**To do:**
Transcribe the data in full and exactly, omitting any pictures.

**Records for the task:**
------------------------

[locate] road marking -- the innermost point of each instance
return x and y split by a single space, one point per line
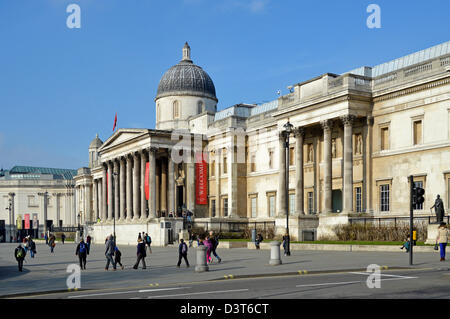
198 293
397 276
125 292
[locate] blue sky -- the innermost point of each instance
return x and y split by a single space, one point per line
61 86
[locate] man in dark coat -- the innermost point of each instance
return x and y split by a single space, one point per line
141 254
20 254
182 253
439 209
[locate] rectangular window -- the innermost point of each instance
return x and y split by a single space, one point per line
384 198
213 208
270 158
384 138
225 207
225 165
417 206
310 203
271 206
358 193
417 131
253 206
291 204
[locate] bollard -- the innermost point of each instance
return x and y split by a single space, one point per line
275 253
201 259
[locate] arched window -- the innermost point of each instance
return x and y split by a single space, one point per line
199 107
176 109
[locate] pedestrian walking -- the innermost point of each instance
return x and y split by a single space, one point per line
118 257
442 239
82 253
148 242
214 243
207 242
88 243
140 254
51 243
109 253
19 254
182 253
31 246
407 244
258 240
285 244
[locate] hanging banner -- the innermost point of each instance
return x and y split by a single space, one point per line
35 222
27 221
201 173
19 222
147 187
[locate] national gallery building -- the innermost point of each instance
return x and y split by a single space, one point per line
355 139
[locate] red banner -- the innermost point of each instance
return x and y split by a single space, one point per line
201 172
27 221
147 187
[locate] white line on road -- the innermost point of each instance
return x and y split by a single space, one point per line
199 293
397 276
125 292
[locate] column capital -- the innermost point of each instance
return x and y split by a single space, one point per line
327 125
348 119
299 131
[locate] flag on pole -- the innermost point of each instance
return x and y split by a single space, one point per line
115 122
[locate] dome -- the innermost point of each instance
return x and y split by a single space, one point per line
186 78
96 142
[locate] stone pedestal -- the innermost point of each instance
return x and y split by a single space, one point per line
328 223
275 253
432 231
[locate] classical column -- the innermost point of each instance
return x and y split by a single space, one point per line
122 189
328 177
142 185
158 186
116 189
163 193
218 202
129 208
136 194
190 184
347 120
171 195
110 191
104 187
152 182
281 193
95 194
367 153
299 134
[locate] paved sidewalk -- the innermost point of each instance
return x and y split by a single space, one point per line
47 272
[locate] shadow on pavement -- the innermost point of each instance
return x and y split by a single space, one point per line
12 271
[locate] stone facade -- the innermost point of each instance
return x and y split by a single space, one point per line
356 139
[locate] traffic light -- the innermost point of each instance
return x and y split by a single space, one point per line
419 192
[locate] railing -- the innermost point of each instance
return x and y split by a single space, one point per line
394 220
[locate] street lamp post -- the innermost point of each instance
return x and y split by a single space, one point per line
288 128
114 175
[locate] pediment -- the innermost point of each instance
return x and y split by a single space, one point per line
122 136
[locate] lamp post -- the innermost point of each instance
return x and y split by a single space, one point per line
114 175
288 129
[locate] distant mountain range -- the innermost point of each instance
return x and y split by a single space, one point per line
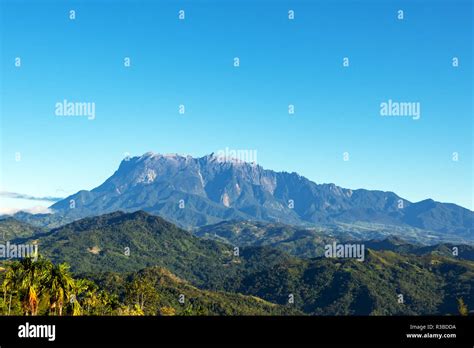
430 279
194 192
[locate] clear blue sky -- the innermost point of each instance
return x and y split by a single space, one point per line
283 62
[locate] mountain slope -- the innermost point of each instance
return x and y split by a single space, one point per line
430 282
199 191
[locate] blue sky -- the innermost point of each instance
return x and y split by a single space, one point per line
190 62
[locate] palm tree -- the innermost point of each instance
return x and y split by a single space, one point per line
10 283
59 284
30 278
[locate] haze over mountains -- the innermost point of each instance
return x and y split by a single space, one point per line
194 192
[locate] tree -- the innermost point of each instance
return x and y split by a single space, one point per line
31 275
59 283
10 284
142 293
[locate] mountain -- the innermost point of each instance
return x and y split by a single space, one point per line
169 288
429 282
126 242
309 242
200 191
298 241
11 228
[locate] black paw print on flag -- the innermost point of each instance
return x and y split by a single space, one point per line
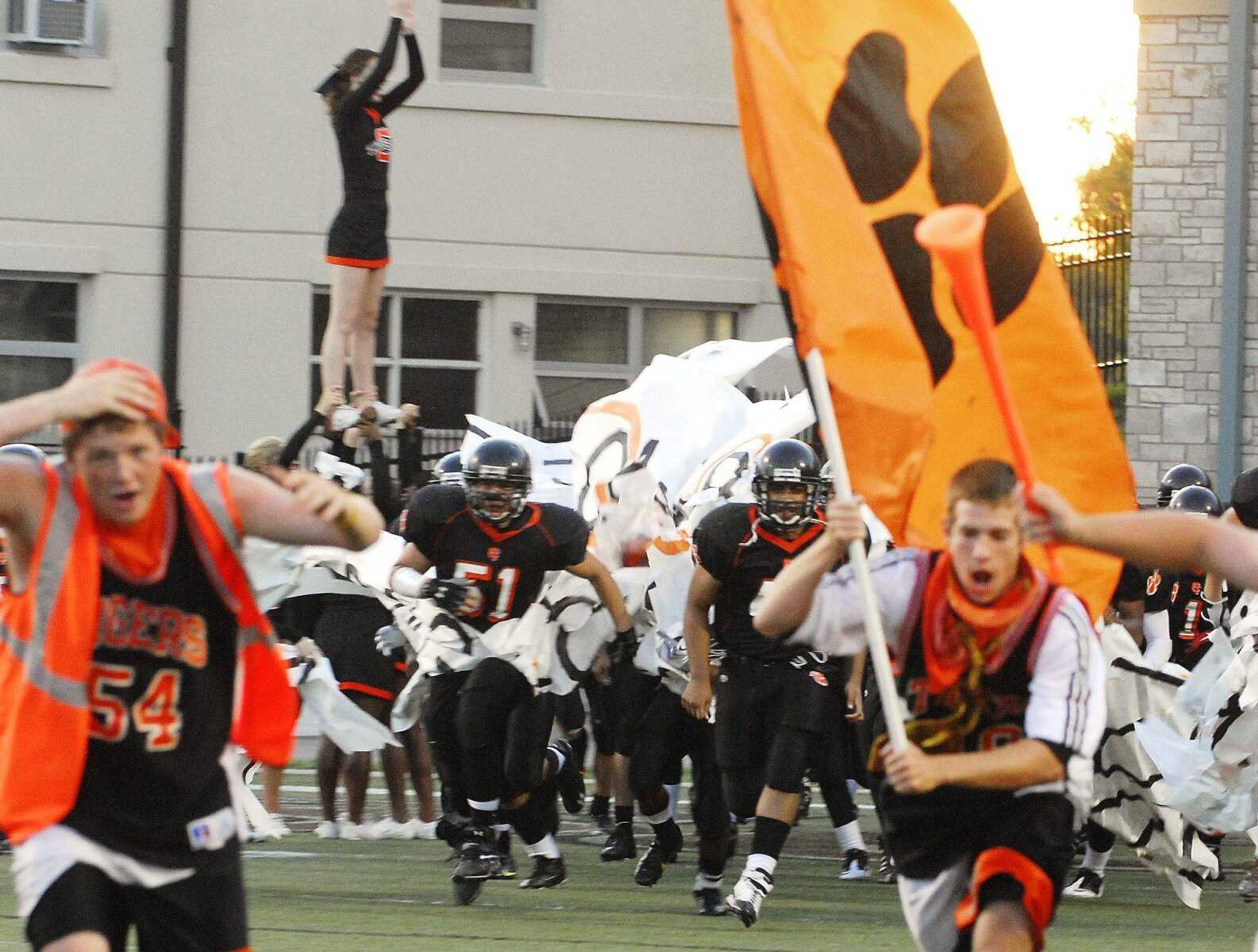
969 161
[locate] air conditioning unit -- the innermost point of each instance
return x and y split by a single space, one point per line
62 23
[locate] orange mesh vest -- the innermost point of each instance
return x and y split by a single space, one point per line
48 634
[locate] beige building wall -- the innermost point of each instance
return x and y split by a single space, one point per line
1177 273
617 177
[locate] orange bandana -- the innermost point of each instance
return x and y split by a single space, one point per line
143 548
957 633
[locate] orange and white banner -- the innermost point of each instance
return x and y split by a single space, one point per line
860 118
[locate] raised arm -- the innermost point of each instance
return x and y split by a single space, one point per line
356 99
700 599
605 587
402 92
22 483
1164 539
306 511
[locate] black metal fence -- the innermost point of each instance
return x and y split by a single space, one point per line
1096 267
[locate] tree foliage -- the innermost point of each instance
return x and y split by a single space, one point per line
1105 190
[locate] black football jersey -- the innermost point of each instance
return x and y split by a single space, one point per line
1191 624
510 565
1152 587
745 558
162 691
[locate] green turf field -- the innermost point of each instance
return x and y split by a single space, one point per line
317 896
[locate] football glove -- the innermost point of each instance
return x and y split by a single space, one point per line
447 594
389 639
624 647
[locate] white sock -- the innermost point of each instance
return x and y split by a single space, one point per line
1095 861
760 863
675 794
662 817
560 756
849 837
705 882
545 847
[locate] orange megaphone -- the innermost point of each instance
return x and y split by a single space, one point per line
955 236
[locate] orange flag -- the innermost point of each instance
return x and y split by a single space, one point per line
860 118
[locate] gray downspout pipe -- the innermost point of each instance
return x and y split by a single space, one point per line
1236 242
177 55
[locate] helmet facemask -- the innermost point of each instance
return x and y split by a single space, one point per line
802 495
497 500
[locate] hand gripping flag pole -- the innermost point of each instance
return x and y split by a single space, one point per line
954 234
819 388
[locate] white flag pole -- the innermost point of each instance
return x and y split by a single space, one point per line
819 388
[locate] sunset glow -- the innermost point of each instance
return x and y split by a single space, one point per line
1048 66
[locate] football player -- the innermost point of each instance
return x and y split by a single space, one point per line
1191 614
491 550
1006 686
774 703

------------------------

**Response to this task:**
[locate] road marking -- the innermost point of each instance
return x and y split by a single space, one point per line
198 293
397 276
125 292
[locate] blue sky -- the innermost point of each instance
return x and y split by a single space, one point per line
61 86
[locate] man in dark coat -- the innermost point of each instance
return x and y split by a single space, one point per line
141 254
20 254
182 253
439 209
[locate] rectangular window -- the innermost point of each instance
return x and y split by a single space, one point per line
384 198
213 208
270 158
384 138
225 207
225 165
417 206
310 203
271 206
358 193
417 131
253 206
291 204
[locate] bollard -- the innermost point of each instance
return x and y split by a single space, one point per line
275 253
201 259
[locate] arched window -- the innermost point of each instance
return x and y split by a single space, one point per line
199 107
176 109
[locate] pedestrian walking -- the innermost point of each instance
return x and y split by a single space, one point per line
118 257
442 239
82 253
148 242
214 243
207 242
88 243
140 254
51 243
109 253
19 254
182 253
31 246
407 244
258 240
285 244
[locate] hanging banner -- the innermost point of each instance
return x and y split by a single space, one point per line
35 222
27 221
201 173
19 222
147 187
[locate] national gallery building -- the innermost point of each instance
return x and y split by a single space, one point per line
355 139
[locate] red banner -- the innermost point of each instance
return x and y split by a single space, one point per line
201 172
27 221
147 187
[locate] white line on road -- the innermost point of each instance
return x and y split by a single space, one point per line
199 293
397 276
125 292
[locate] column capital -- the innermost point of each instance
return x and y split by a single space, one point per line
327 125
348 119
299 131
[locate] flag on pole -- the innermost point of each instance
return x and y split by a single space, one point per line
115 122
[locate] dome -- the innermost point of each instance
return x and y split by a single space, one point per line
186 78
96 142
[locate] stone pedestal -- the innermost point of each instance
return x and y split by a single space, one point per line
328 223
275 253
432 231
[locate] classical column -- the innermost point of each instance
return x and y split by a single space, one point per line
122 189
328 177
142 185
158 186
116 189
163 193
218 202
129 208
136 194
190 184
347 120
171 195
110 191
104 187
152 182
281 193
95 194
367 153
299 134
[locate] paved sidewalk -- the innermost point of each instance
return x and y split by a single space, one point per line
47 272
[locate] shadow on pavement -- the innermost point of each instance
return x and y split by a single space, one point per line
12 271
[locate] stone facade -- the innermost point of each instance
return x and y split by a single space, one point per line
356 139
[locate] traffic light -- the innermost point of each instance
return x and y split by a single space, one point per line
419 192
[locate] railing -- the innermost point of each instance
return x and y split by a single space, one point per line
394 220
[locate] street lamp post -- the innermost point of each instance
return x and y split by a single space, one point per line
288 128
114 175
[locate] pediment -- the innermost point of each instance
return x and y split by a single space, one point per line
122 136
[locate] lamp post -- the innermost point of each instance
return x and y split by a single space, one point per line
114 175
288 129
[locate] distant mountain range -- the innermost point of each instance
return x and y split by a single space, one point per line
430 279
194 192
[locate] clear blue sky -- the innermost point of each instance
return x and y split by a single space, one point per line
283 62
[locate] mountain slope -- the innermost point of each instance
return x and y split by a single space, one point per line
430 282
199 191
[locate] blue sky -- the innermost point of each instance
return x and y split by a single space, one point per line
190 62
[locate] palm tree -- the innermost point of each instance
return x and y split by a single space, one point per line
10 283
59 284
30 278
[locate] haze over mountains -- the innermost point of each instance
return x and y split by a single space, one point per line
194 192
[locate] tree -- the innermost point of each instance
return x and y split by a single space, one point per line
31 275
59 283
10 284
142 293
[locate] mountain -- the innermost point of each instance
return x and y split by a single space, one point per line
169 288
429 282
126 242
309 242
200 191
298 241
11 228
[locate] black paw print on flag -- the innermost point of each instance
return x and y split by a single space, one point per line
969 161
[locate] air conditioning unit -- the innermost point of each instance
return x and y split by a single space, one point per line
62 23
[locate] orange mesh vest -- the innermost point of each instance
return x and y split by a single space, one point per line
48 634
[locate] beige building wall -- the innermost point of each instance
return x and y split by a single space, one point per line
1177 273
617 177
[locate] orange bandana -- the innermost point of each instance
return x and y split by a single space, one point per line
143 548
957 633
[locate] orange and white banner -- the innermost point of each instance
return x and y split by a single space, one point per line
860 118
[locate] raised arm -- the innermost point of each instance
return x and y split by a single space, one point per line
356 99
700 599
605 587
402 92
22 483
1164 539
306 511
[locate] black metal fence -- the innermost point of each instance
return x and y split by a single space, one point per line
1096 267
[locate] tree foliage -- the innermost point of each instance
return x and y split by a single space, one point per line
1105 190
[locate] black football jersey -- the innermost point of each instance
return x and y split by a single space, one point per line
1191 624
510 565
1152 587
745 558
162 691
[locate] green turf field -- the innermost point of each instance
return x and y split by a single space, one point per line
317 896
[locate] football glove -- the innermost point of each instance
return x and y split by a single space, one point per line
447 594
389 639
624 647
[locate] white sock -- the innermost point of each instance
return x and y split by a single space, one point per line
1095 861
760 863
675 794
662 817
560 756
849 837
705 882
545 847
[locate] orange megaphone -- the innermost point of each instance
return x and y split by a single space, one point per line
955 236
[locate] orange flag -- the innermost point of each instance
return x and y split by a single space, one point per line
860 118
[locate] gray downspout pipe -- the innermost point of each instance
return x and y split by a single space, one point per line
1236 242
177 55
[locate] helmet facemask -- the innermost point of each instance
return x and y split by a single space, one point per line
802 495
497 500
[locate] hand gripping flag pole -- the innermost point of each instance
return x and y split by a single space, one point per line
954 234
819 388
[locate] white flag pole -- the innermost point of each instance
return x and y split by a single space, one point per line
819 388
[locate] sunset glow -- the innermost point of each instance
return x and y split by a single space, one point per line
1048 66
[locate] football player -- the innermost point of each instance
return x and y split by a single space, one point per line
1191 614
491 550
1006 686
774 703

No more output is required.